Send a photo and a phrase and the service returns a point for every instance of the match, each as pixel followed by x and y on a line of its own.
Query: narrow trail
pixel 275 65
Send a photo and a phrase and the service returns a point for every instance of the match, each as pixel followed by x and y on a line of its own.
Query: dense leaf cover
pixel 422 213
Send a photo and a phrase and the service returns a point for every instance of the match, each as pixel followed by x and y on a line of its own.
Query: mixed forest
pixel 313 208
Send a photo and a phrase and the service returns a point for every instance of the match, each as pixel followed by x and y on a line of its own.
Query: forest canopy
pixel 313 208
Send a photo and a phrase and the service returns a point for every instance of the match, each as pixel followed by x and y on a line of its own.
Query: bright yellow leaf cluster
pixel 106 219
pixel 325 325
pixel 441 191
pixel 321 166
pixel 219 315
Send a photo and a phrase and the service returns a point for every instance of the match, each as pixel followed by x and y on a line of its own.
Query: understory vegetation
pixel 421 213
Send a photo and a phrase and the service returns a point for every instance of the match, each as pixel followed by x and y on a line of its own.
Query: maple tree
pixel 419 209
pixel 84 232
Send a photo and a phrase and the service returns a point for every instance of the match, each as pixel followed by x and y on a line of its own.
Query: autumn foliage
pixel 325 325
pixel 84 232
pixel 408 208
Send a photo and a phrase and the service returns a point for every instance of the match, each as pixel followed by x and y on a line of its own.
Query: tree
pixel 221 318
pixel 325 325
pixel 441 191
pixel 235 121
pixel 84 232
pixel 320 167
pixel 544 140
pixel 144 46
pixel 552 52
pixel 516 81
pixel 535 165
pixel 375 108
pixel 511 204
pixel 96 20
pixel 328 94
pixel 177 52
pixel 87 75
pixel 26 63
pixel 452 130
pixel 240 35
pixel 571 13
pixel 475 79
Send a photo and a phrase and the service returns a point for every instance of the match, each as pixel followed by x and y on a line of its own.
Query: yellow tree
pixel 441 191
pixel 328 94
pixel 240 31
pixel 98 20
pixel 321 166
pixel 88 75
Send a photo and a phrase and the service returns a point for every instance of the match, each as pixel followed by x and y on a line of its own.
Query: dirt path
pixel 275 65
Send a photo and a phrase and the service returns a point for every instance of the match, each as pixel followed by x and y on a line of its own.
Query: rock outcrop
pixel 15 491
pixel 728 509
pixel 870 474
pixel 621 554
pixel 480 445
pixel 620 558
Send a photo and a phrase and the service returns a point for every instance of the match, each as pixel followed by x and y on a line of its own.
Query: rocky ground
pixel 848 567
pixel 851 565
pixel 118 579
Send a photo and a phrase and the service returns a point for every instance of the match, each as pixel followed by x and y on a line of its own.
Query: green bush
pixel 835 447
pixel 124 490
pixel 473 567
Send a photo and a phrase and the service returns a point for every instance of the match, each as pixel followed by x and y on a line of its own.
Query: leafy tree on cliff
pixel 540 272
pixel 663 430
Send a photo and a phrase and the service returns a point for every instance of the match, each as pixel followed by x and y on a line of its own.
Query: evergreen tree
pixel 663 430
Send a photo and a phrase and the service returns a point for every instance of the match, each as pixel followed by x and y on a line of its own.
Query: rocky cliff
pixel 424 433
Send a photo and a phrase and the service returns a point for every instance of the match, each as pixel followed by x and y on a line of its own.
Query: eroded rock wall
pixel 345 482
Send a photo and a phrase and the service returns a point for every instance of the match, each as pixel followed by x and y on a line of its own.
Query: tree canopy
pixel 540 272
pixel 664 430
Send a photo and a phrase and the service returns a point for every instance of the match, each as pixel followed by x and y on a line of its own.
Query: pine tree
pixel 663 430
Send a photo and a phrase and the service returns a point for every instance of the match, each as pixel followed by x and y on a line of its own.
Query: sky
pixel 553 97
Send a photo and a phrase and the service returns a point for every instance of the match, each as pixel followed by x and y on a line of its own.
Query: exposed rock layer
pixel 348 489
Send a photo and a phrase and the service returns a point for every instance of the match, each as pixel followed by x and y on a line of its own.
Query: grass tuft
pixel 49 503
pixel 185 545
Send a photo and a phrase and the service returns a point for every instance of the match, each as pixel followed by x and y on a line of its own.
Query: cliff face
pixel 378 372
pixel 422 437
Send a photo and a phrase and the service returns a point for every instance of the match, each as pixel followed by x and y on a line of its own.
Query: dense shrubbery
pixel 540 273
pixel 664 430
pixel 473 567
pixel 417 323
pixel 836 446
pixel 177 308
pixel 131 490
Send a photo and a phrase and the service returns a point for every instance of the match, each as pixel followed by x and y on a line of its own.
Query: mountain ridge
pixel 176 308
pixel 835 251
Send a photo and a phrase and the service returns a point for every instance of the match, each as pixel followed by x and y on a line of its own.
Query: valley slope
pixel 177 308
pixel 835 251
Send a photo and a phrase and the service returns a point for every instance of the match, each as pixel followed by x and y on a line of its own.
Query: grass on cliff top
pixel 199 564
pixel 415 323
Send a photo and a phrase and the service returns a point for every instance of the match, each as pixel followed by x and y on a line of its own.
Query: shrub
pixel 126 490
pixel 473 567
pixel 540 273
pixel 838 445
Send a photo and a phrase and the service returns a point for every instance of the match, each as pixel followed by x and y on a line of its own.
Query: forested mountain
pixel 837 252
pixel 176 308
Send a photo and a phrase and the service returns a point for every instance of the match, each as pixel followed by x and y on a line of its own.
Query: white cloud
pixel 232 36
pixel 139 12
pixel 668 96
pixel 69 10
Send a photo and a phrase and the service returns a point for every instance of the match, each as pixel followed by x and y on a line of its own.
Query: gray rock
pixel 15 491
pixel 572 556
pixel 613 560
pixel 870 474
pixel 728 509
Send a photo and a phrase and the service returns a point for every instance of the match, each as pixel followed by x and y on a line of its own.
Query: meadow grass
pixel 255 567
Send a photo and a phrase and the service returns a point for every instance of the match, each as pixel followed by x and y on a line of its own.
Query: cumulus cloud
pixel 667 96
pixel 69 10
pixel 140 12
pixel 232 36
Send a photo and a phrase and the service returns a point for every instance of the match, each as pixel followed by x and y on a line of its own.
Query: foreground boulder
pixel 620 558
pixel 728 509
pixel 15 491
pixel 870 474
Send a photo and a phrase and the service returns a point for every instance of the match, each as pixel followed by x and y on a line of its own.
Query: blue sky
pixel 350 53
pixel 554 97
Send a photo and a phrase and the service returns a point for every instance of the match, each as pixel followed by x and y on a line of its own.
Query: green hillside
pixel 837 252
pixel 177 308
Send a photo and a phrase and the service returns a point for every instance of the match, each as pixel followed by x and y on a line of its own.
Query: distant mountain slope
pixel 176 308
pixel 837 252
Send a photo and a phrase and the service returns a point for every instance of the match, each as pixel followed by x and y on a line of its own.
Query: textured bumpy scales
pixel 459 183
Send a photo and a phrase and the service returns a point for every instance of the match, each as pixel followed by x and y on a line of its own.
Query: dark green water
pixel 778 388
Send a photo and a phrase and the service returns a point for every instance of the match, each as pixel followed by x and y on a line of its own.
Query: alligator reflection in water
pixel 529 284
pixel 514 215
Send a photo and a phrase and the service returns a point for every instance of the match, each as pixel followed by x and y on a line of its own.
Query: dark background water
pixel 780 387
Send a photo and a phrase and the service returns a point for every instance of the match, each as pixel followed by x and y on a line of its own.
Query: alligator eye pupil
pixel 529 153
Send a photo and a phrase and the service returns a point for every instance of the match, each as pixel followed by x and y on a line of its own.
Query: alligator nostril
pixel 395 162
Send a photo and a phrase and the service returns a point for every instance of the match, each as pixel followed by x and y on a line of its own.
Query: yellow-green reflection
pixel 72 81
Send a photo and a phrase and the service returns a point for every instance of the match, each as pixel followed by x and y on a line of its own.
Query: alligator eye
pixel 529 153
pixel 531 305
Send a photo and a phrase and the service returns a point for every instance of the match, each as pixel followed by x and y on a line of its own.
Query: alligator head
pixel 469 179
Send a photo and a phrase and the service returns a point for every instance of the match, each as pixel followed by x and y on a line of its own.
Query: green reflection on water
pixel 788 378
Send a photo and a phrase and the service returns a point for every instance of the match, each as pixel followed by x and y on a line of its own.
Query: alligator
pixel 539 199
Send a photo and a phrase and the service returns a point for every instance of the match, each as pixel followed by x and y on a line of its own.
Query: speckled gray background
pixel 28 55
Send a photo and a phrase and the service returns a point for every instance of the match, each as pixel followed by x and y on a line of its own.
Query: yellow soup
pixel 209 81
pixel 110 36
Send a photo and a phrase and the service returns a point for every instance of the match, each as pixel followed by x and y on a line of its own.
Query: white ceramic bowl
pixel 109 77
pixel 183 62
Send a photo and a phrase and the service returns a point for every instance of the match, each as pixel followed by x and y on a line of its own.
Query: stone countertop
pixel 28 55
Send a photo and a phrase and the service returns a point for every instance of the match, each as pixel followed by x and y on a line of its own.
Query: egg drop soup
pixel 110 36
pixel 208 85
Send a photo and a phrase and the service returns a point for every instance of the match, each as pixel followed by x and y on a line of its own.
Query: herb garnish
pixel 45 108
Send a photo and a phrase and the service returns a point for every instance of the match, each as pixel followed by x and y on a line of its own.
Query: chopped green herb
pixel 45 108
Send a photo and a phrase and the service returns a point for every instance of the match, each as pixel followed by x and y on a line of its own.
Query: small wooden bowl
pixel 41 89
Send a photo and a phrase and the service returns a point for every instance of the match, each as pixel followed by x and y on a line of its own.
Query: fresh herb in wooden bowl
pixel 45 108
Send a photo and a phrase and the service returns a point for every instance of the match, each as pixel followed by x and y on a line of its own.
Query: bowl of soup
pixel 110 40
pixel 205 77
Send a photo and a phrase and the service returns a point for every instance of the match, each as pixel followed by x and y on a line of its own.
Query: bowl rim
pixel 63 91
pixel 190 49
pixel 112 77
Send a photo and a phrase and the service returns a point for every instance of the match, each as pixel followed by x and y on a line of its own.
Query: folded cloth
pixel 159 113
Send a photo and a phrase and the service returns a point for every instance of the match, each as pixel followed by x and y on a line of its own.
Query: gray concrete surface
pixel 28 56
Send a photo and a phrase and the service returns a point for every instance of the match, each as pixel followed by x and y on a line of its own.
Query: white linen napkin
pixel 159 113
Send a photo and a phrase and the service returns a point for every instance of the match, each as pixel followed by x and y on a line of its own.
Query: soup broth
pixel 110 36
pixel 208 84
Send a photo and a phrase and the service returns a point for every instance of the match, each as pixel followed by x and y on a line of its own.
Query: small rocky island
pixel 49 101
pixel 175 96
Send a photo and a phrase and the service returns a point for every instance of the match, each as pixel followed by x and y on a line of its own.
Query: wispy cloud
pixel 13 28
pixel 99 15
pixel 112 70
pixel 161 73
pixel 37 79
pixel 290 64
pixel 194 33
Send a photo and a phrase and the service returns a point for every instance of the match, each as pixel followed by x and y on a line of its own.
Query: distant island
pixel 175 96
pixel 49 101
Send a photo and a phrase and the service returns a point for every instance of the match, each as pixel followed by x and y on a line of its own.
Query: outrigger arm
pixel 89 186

TASK OBJECTIVE: Lay out the records above as a Markdown table with the columns Row and Line, starting at the first line and ending at the line containing "pixel 422 213", with both included. Put each line's number in Row and leave out any blank lines.

RESULT FOR THIS TASK:
| Row | Line |
|---|---|
| 1 | Send a photo and a phrase and the service returns a point for every instance of the match, each as pixel followed by x and y on a line of its own. |
| 2 | Query: narrow trail |
| 3 | pixel 275 65 |
| 4 | Send a photo and a phrase and the service returns a point for every instance of the match, each as pixel followed by x and y on a line of its own. |
| 5 | Query: dense leaf cover |
| 6 | pixel 422 213 |